The problem
Report how many lines of the listing below contain the string "Target", with case counting. Give only the number.

Material for this task

_ _ _ _ _

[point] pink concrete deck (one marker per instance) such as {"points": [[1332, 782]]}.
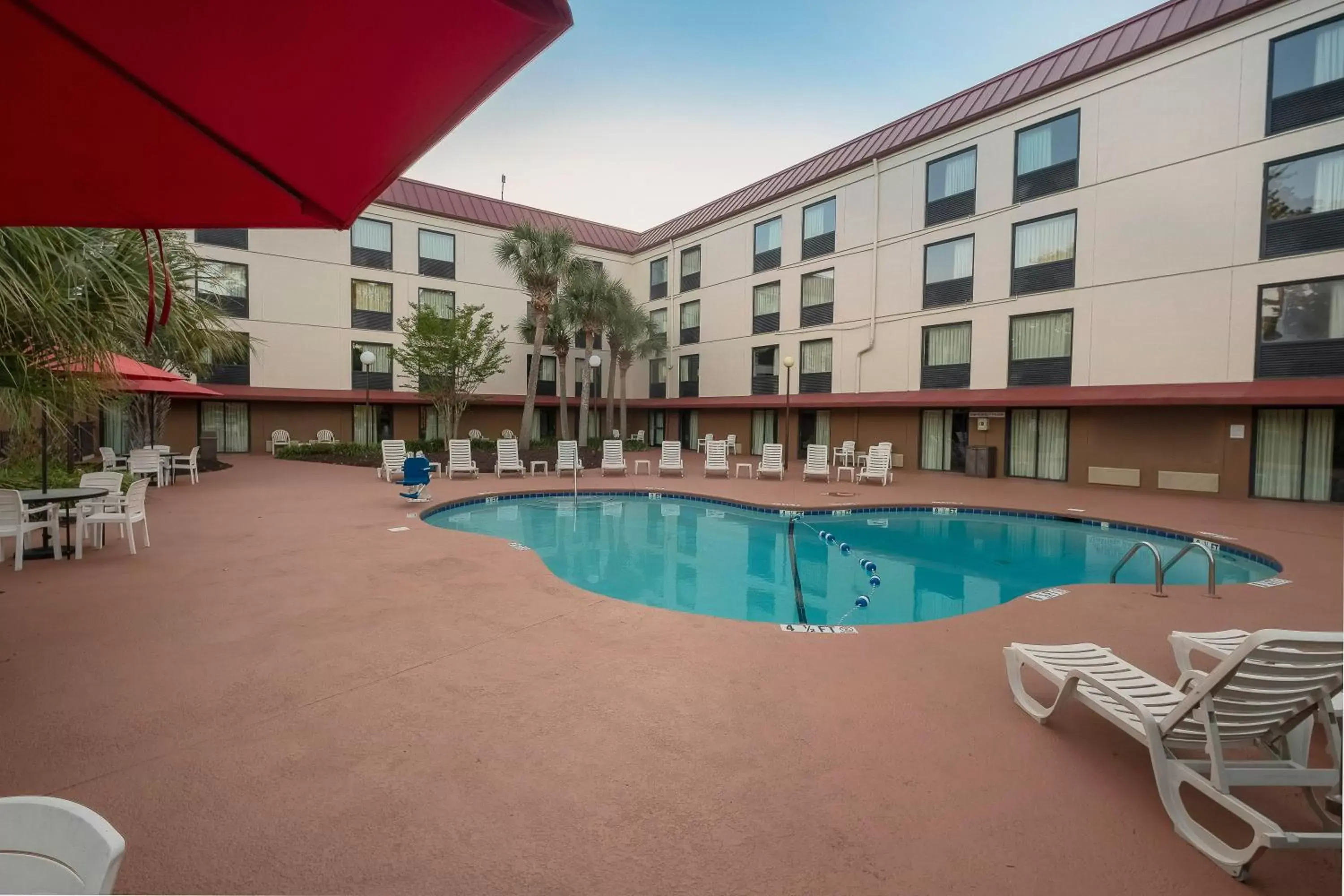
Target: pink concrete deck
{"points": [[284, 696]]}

_ _ _ _ _

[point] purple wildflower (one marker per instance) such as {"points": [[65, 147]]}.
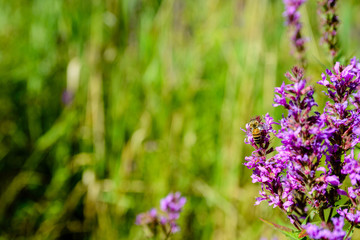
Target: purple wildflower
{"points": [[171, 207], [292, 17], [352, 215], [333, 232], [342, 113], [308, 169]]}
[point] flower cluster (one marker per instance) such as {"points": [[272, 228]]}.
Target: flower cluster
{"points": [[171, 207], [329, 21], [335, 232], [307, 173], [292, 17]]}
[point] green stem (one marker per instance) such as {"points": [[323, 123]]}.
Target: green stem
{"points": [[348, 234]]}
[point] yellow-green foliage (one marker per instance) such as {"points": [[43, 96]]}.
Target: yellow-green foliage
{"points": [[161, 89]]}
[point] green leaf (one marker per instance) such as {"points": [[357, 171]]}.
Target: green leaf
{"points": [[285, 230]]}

_ _ _ _ _

Expected answer
6